**Task to complete**
Pictures are not part of the copy; reproduce the remaining data exactly.

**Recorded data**

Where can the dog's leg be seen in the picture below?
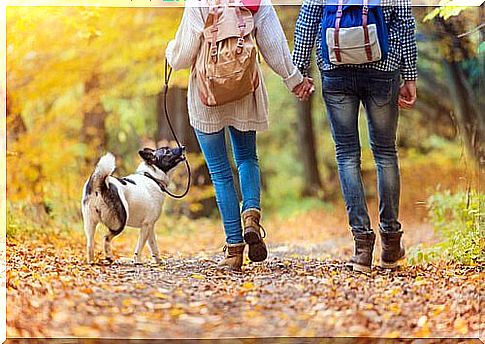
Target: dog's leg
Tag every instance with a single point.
(89, 230)
(107, 245)
(152, 243)
(142, 239)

**Task solution**
Where can the dog's leg be seen in the picture below?
Target: dog's leg
Tag every instance with a single point.
(89, 230)
(107, 245)
(152, 243)
(142, 239)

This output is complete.